Extracted text —
According to Genesis, Paradise slipped through our fingers just after having been attained. Adam and Eve had barely settled in before being banished by their Landlord. We´ve been longing to regain it ever since. Medieval and Renaissance intellectuals from St. Augustine to Dante were downright obsessed with it, certain that it existed somewhere, on this very earth, around some corner in Jerusalem or perhaps in the fabled kingdom of Prester John, “in the Far East beyond Persia and Armenia”. Various 16th-century explorers thought they might just have found it, up and down the east coast of the Americas and all the way to the Solomon Islands. Some histories and theologies speculate that it could be regained, others that it now exists beyond time, in the place where the righteous abide and await the Final Judgement, still others that it is the post-Apocalyptic reward.
On Paradies, Niedowierzanie, a Frenchman (Léo Maury) living in Berlin and trading under a Polish name (that enticingly translates as “disbelief”) evokes not so much Paradise but Paradise Lost (hear the despair of “Vous Voulez Ma Peau” and “Les Horizons Perdus”) and the desire to recoup it – literally (sometimes it sounds as if masons are hard at work raising its wall) and figuratively, conjured by the poetic arabesques of a lone, low cello, sweet accordion and mandolin. Ultimately, Paradies is a somewhat vexing work, theatrical in its musique concrète elements, metaphorical in its more conventionally euphonious moments. Perhaps it is far less complex than that – the cover features a pastoral etching of the Valley of Hinnom and the photograph inside the gatefold depicts a small group of mostly Yemenite Jews, men, women and children, clinging to the Wailing Wall, both circa 1900 – perhaps Niedowierzanie believes Jerusalem of old is as close as we get.
Regardless, the final piece, “#9,” is cathartically ascensive.

Data provided —
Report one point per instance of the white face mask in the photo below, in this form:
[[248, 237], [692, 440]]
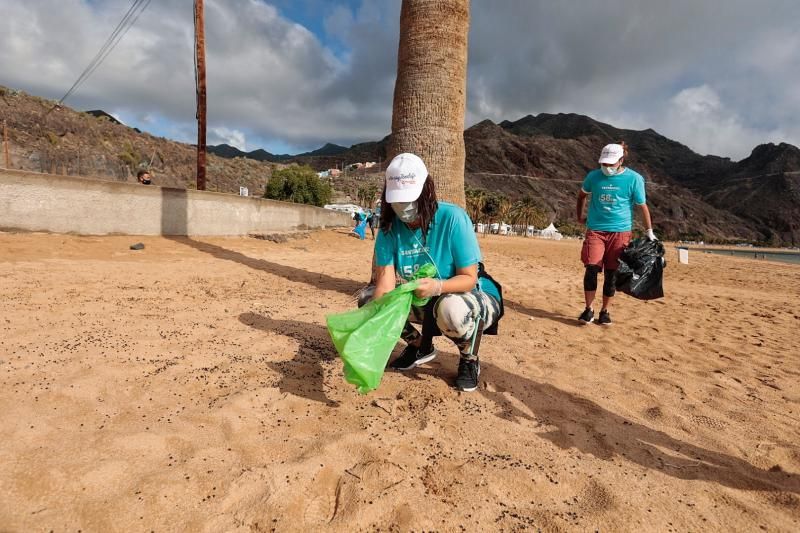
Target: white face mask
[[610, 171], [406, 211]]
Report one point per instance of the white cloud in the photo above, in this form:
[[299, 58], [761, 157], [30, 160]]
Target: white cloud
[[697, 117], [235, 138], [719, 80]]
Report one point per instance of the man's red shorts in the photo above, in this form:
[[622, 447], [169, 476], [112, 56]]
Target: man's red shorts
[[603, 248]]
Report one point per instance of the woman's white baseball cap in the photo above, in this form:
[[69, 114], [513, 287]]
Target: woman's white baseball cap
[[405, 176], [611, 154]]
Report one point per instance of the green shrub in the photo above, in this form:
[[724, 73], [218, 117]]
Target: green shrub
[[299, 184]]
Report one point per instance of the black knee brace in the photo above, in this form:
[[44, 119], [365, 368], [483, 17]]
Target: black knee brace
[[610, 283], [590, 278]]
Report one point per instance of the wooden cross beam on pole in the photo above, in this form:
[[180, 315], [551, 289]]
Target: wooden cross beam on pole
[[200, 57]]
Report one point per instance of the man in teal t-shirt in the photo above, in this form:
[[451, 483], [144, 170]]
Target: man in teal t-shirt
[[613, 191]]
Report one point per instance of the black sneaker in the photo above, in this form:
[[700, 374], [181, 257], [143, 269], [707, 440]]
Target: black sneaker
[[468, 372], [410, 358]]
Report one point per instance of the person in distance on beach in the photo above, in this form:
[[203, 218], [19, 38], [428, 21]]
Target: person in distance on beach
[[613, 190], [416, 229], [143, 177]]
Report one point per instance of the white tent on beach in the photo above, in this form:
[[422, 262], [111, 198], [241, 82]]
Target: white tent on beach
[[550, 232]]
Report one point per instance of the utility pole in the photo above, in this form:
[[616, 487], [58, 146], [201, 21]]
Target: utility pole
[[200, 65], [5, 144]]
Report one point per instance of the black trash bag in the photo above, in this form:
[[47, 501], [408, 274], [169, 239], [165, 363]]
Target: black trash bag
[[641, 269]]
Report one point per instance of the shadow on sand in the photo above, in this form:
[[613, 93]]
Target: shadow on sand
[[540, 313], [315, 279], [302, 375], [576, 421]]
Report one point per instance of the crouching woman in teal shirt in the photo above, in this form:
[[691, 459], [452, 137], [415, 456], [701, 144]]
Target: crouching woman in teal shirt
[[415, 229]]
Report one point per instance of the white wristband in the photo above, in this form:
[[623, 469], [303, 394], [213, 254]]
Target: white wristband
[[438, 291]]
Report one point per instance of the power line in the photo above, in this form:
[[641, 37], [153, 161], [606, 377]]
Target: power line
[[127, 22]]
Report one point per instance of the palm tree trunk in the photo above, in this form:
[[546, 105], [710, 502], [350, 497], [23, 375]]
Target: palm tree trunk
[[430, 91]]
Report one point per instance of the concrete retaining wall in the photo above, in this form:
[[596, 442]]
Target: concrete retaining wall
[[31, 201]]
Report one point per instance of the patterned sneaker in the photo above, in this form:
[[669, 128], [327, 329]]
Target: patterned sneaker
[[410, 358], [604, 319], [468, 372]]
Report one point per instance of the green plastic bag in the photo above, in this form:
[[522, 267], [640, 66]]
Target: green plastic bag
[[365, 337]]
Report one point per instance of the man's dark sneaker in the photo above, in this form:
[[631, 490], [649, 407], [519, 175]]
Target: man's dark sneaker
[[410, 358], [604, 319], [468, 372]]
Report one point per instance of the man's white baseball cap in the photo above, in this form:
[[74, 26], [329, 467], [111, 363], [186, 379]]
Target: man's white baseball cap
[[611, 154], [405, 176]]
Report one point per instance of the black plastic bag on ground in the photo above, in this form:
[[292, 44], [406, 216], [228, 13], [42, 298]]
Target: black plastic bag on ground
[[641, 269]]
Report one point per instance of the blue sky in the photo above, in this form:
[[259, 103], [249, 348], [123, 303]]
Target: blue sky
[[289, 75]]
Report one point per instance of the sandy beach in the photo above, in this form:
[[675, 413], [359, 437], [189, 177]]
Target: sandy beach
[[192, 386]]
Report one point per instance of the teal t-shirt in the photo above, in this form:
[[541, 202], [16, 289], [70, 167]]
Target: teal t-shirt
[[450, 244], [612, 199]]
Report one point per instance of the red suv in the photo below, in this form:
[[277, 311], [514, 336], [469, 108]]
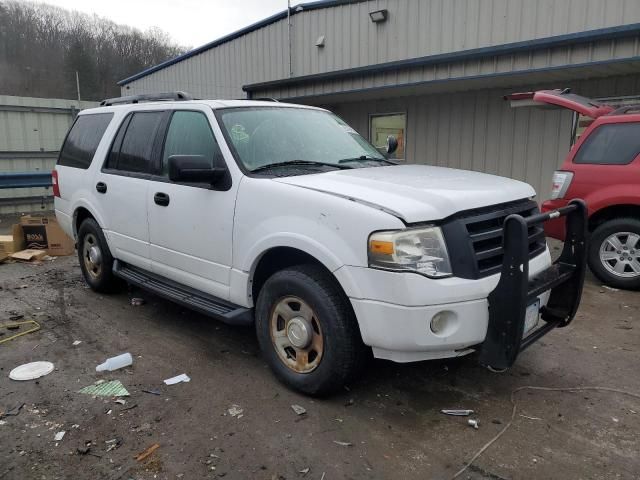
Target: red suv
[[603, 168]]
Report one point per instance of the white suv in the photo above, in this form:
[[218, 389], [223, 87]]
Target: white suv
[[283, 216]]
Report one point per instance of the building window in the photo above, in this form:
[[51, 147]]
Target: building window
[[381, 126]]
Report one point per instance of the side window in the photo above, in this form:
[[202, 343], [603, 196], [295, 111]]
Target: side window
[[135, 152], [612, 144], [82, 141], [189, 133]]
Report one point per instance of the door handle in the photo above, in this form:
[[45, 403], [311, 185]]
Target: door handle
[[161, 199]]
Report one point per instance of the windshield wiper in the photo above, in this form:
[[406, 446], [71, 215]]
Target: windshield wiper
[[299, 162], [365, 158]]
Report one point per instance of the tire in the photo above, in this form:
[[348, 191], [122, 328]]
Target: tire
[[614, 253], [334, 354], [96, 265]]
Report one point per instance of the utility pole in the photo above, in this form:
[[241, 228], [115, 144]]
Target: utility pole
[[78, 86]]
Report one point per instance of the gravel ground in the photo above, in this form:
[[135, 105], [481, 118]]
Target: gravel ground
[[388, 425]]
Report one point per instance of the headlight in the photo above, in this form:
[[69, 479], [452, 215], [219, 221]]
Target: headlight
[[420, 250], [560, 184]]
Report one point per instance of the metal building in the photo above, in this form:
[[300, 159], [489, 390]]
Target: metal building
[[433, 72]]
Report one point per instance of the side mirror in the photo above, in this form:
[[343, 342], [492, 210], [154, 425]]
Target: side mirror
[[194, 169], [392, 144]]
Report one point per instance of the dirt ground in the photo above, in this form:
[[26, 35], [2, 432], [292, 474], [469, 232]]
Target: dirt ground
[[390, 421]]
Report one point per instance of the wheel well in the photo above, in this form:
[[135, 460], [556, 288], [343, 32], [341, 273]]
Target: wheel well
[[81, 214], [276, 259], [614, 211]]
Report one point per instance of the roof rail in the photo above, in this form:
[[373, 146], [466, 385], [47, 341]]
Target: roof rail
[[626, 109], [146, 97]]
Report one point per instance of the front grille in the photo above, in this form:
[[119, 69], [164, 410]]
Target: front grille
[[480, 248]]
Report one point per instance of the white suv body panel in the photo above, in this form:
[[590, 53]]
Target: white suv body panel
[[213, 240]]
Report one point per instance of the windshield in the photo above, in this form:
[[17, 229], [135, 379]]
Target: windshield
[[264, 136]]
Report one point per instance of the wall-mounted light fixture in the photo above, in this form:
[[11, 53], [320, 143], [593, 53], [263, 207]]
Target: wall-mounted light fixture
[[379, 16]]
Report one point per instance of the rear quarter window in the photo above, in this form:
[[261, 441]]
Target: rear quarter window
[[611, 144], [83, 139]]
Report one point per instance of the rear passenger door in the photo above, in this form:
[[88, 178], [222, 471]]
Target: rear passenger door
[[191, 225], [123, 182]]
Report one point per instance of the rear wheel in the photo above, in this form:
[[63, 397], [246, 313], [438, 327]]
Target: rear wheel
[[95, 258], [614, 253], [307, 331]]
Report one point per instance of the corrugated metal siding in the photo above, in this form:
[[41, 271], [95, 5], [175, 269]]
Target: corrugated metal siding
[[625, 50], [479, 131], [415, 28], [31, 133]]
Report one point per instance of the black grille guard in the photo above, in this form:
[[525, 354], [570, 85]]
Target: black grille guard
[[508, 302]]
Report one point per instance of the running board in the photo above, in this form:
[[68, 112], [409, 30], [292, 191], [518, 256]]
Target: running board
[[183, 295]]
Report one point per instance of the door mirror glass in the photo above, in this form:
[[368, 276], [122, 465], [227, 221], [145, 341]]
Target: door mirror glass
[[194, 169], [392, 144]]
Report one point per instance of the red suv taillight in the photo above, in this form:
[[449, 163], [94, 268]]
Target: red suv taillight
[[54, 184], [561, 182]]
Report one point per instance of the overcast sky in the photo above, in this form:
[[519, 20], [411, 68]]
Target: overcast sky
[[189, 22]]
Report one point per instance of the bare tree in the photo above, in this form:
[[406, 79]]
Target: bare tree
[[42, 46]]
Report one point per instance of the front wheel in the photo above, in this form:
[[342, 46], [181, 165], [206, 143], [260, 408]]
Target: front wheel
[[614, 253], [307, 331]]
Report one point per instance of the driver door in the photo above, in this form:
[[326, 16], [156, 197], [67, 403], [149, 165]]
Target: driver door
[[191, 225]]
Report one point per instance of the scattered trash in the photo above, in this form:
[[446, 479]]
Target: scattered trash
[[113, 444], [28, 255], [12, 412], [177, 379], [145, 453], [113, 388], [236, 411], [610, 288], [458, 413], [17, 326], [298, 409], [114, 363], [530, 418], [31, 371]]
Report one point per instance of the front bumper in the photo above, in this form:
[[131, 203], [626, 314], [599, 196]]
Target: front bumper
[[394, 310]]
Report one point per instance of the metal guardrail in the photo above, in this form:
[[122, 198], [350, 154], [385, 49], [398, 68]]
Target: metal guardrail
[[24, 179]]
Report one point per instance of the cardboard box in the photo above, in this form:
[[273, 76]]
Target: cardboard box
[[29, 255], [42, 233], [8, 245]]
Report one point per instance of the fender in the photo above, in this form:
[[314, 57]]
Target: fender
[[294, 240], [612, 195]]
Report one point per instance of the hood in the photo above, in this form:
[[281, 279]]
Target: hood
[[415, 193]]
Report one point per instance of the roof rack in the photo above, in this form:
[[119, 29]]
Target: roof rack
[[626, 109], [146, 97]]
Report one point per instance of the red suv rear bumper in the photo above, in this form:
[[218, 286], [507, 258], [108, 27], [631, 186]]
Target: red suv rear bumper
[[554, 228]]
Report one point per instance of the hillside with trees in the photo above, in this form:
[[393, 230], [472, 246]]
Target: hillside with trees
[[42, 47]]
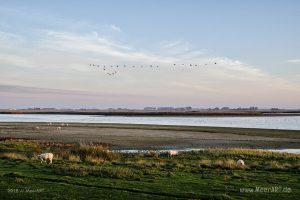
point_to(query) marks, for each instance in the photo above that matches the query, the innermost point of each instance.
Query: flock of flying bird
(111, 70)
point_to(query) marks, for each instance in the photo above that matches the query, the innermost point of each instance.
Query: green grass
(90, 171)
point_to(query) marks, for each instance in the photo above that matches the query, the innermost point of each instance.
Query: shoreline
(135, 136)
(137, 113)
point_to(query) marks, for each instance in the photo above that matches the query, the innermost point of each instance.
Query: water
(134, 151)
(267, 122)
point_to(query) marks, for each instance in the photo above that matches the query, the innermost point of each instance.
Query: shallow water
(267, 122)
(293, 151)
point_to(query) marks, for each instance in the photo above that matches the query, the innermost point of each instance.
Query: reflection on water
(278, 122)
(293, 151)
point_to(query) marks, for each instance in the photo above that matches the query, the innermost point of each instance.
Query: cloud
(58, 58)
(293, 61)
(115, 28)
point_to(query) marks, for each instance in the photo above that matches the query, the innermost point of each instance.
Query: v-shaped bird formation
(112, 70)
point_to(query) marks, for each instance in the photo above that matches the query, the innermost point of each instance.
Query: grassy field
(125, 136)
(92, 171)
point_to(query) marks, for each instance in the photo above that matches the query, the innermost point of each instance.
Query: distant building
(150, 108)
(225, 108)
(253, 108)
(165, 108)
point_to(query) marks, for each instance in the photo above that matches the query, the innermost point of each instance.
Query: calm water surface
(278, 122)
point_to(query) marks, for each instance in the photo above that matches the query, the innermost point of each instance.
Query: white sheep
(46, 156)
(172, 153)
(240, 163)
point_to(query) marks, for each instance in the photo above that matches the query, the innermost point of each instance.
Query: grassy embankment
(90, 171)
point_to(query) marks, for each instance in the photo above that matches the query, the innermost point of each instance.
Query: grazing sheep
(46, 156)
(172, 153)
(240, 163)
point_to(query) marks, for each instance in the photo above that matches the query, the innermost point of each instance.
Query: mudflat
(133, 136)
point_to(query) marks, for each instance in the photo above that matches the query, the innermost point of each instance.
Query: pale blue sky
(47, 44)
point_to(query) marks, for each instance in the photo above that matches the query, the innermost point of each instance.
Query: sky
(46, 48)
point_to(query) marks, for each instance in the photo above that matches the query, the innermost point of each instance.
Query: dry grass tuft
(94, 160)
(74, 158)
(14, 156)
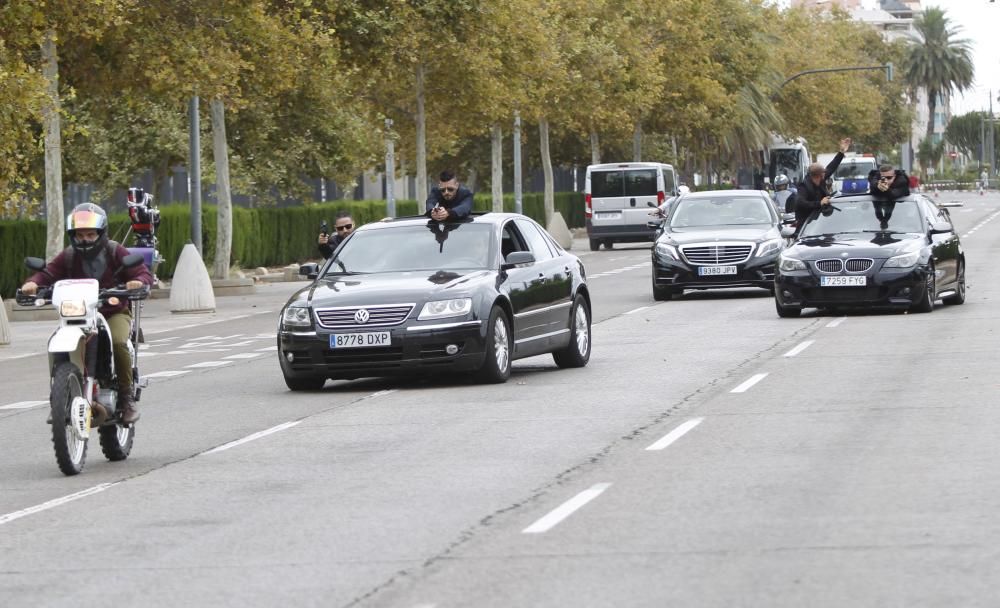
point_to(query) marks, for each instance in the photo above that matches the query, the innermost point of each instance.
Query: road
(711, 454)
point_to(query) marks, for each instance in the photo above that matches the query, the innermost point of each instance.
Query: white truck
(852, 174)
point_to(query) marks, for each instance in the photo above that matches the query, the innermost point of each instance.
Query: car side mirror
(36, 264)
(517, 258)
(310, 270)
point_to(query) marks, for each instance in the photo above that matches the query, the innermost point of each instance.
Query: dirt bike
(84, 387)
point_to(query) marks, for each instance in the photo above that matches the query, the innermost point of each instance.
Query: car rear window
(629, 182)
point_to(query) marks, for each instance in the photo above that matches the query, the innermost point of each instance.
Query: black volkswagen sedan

Your assignment —
Write out the part of the review of Paradies starting at "According to Genesis, Paradise" and ending at "the post-Apocalyptic reward.", with every word unchanged. Rely only on the review of Paradies for what follows.

Answer to this exercise —
According to Genesis, Paradise slipped through our fingers just after having been attained. Adam and Eve had barely settled in before being banished by their Landlord. We´ve been longing to regain it ever since. Medieval and Renaissance intellectuals from St. Augustine to Dante were downright obsessed with it, certain that it existed somewhere, on this very earth, around some corner in Jerusalem or perhaps in the fabled kingdom of Prester John, “in the Far East beyond Persia and Armenia”. Various 16th-century explorers thought they might just have found it, up and down the east coast of the Americas and all the way to the Solomon Islands. Some histories and theologies speculate that it could be regained, others that it now exists beyond time, in the place where the righteous abide and await the Final Judgement, still others that it is the post-Apocalyptic reward.